(Records contained in a dataset)
## Start

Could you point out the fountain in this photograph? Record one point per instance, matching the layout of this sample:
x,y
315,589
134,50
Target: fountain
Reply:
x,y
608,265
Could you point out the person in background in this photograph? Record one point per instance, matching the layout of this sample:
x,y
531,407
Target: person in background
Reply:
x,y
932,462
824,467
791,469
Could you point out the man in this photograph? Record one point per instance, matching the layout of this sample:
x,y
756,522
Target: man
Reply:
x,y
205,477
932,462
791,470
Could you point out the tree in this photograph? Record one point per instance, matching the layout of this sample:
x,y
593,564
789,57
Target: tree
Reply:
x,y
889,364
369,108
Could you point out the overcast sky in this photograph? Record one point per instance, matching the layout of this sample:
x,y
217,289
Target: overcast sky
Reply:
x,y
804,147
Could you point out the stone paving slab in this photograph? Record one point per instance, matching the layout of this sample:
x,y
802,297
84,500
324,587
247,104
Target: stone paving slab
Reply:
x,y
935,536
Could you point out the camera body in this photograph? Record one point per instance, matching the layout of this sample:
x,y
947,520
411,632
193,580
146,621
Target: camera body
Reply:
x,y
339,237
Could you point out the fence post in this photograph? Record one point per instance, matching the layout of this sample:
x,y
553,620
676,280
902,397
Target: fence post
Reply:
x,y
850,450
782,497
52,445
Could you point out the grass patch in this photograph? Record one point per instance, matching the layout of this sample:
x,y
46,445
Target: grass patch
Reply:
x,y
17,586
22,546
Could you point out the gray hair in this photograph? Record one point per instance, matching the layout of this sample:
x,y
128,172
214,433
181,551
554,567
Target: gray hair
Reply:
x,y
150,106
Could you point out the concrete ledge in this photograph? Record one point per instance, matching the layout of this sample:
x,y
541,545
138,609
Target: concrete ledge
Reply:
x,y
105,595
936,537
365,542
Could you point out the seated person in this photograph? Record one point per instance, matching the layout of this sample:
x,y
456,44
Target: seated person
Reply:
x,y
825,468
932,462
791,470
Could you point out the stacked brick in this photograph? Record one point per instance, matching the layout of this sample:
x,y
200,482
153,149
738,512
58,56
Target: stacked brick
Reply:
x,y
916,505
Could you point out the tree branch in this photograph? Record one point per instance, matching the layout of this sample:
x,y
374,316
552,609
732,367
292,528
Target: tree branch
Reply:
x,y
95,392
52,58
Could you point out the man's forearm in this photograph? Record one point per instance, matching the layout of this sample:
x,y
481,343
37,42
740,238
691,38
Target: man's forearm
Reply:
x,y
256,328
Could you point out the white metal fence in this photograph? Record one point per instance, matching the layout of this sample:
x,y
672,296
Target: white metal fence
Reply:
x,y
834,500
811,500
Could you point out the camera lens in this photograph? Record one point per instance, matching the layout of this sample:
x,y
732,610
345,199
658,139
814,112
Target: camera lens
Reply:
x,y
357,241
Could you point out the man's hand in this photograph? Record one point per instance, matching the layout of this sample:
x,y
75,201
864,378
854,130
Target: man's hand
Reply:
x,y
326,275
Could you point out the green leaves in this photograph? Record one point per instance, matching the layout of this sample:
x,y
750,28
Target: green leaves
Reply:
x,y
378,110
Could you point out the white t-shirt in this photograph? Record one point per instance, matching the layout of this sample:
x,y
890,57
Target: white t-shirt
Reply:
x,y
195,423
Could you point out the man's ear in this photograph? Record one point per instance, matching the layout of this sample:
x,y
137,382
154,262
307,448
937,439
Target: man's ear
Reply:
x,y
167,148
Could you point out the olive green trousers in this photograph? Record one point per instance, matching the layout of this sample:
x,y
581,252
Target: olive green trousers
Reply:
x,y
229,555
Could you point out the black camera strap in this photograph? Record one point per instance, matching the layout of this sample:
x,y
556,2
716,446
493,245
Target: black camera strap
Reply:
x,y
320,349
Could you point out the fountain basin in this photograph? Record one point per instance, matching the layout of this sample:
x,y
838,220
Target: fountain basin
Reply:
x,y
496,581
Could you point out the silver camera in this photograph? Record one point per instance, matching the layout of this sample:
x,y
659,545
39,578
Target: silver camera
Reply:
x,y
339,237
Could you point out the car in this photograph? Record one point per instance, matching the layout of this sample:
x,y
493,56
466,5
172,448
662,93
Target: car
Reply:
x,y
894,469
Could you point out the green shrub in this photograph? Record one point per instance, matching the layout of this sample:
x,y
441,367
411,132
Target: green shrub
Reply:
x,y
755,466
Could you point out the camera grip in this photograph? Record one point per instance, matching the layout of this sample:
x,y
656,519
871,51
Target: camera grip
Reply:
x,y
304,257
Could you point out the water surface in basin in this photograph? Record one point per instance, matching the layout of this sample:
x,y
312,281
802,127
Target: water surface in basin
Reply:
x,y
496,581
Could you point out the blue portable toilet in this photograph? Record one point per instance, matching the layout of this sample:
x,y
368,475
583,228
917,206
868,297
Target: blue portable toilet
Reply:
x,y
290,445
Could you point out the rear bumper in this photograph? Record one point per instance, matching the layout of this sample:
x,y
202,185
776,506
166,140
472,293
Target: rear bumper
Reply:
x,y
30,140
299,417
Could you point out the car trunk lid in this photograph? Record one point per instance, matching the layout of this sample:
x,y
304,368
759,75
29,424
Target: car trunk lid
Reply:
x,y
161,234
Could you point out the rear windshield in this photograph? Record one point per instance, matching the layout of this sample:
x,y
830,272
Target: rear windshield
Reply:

## End

## What is expected
Output the full listing without altering anything.

## Exercise solution
Could you point out the fountain in this photograph? Record one point per instance, matching the layout of this sample:
x,y
315,589
134,50
Target: fountain
Reply:
x,y
608,265
Could you point out the person in background in this photograph? Record one point per instance, matching the layout of this sample:
x,y
531,407
Target: person in background
Reply:
x,y
932,462
824,467
791,469
Could you point out the man in this photograph? Record one point per instance, matching the layout of this sample:
x,y
756,522
Target: man
Reply:
x,y
205,477
932,462
791,470
Could you point out the tree in this photograph? Record one point per instance, matching the layout of this sample:
x,y
593,564
789,57
Target: tree
Reply:
x,y
889,364
369,108
Could you point out the overcast sky in this photograph? Record one point per instance, matching the layout of this sample:
x,y
217,289
Target: overcast sky
Reply:
x,y
804,147
Could you point out the stone paving slab in this photograph? Record one point per instance, matching the layout of this sample:
x,y
802,297
84,500
324,587
247,104
Target: stone paving slab
Reply:
x,y
935,536
Could you point out the camera body in this photograph? Record one point per instance, matching the layout of this sample:
x,y
947,520
411,632
193,580
146,621
Target: camera body
Reply:
x,y
339,237
Could you point out the fence post in this photograph? Record one point per instance, matching the layout of this sample:
x,y
553,620
676,280
902,397
Target: fence post
Reply:
x,y
850,450
782,497
52,445
Could you point out the grass patch in this photograph? Record one point per instance, matching the layout of this sample:
x,y
46,445
Target: grass patch
Reply:
x,y
17,586
22,546
Could you point out the gray hair in this photograph? Record one point per instance, matching the layout of this sample:
x,y
128,172
214,433
181,551
554,567
Target: gray hair
Reply:
x,y
150,106
Could you point out the concrete ledge in this photograph? Record one point per instance, matching the layout of this sample:
x,y
541,545
138,609
Target: concrete ledge
Reply:
x,y
105,595
936,537
365,542
Could you point out the seated person in this photograph? Record one point per instance, matching the layout of this sample:
x,y
456,44
Target: seated person
Reply:
x,y
825,468
932,462
791,470
Could you point out the stacked brick in this photograph? Record one point per instance, matching the layout of this sample:
x,y
200,482
153,149
738,512
58,56
Target: stacked brick
Reply:
x,y
916,505
Could you point out the tree branch in this photograph? Record one point per instance, matching the layout of this sample:
x,y
374,316
552,609
732,367
292,528
Target: tree branch
Reply:
x,y
95,392
52,58
Could you point out the man's forearm in this photograph? Record one point per instance, matching the layout of this sample:
x,y
481,343
37,42
740,238
691,38
Target: man's forearm
Reply:
x,y
256,328
Could you point out the white metal fence in this photograph? Record one point per instance, matching the layout of this sample:
x,y
672,296
Target: white metal fence
Reply:
x,y
834,500
811,500
Could you point out the camera lens in this photograph? Record one point per instance, matching the layout of this sample:
x,y
732,610
345,199
658,139
814,112
Target: camera lens
Reply:
x,y
357,241
Could you point out the man's hand in this photograph? Record one point per instance, matching the layout of this sample:
x,y
75,201
864,378
854,130
Target: man's hand
Reply:
x,y
326,275
Could you point out the green leaves in this photograph? Record one point per instance, matching the layout of this sample:
x,y
750,28
Target: green leaves
Reply:
x,y
378,110
Could you point out the white t-shirt in this photograph? Record one point per instance, matching the layout of this sample:
x,y
890,57
Target: white t-shirt
Reply:
x,y
195,423
Could you point out the man's ear in this photograph? Record one point per instance, matching the layout of this sample:
x,y
137,382
154,262
307,448
937,439
Target: man's ear
Reply:
x,y
167,148
Could you point out the olive green trousers in this photograph? Record one point per instance, matching the layout of this sample:
x,y
581,252
Target: olive green trousers
Reply:
x,y
229,555
Could you point out the black camera strap in this photograph? Record one point per instance, matching the layout of this sample:
x,y
556,2
716,446
493,245
Target: black camera strap
Reply:
x,y
320,349
Could you point out the fountain basin in this photograph? Record one point per instance, matching the layout of this sample:
x,y
838,220
Target: fountain basin
Reply:
x,y
496,581
Could you point out the silver camera in this photograph? Record one point per instance, matching the layout of this sample:
x,y
659,545
39,578
Target: silver camera
Reply:
x,y
339,237
Could you point out the car in this photograph? Record one point per instance, matching the layout of this sample:
x,y
493,56
466,5
172,448
662,93
Target: car
Reply:
x,y
894,469
Could you point out the green shrub in this photograph? Record one point per instance, matching the layout of this sample:
x,y
441,367
411,132
Target: green shrub
Reply:
x,y
755,466
Could you point out the camera grip in this photograph? Record one point per instance, matching the layout of this sample:
x,y
656,519
871,51
Target: camera grip
Reply:
x,y
304,257
Could you point out the water surface in basin in this photograph? Record one point per instance, matching the layout of this sample:
x,y
312,281
802,127
Target: water surface in basin
Reply:
x,y
496,581
Could you point out the blue portable toilet in this photograph? Record one point per instance, matching the layout of this sample:
x,y
368,475
583,228
917,206
868,297
Target: blue portable toilet
Reply:
x,y
290,445
Could you point out the rear bumper in this photograph? Record one point per instance, matching the layout of this sample:
x,y
202,185
776,506
166,140
472,293
Target: rear bumper
Reply:
x,y
30,140
299,417
Could you point out the car trunk lid in this photograph? Record one point per instance, matching the layout of this sample:
x,y
304,368
759,75
29,424
Target: car trunk lid
Reply:
x,y
161,234
Could you point out the rear windshield in this photograph? Record one point per instance, matching the layout of this sample:
x,y
830,272
Target: rear windshield
Reply:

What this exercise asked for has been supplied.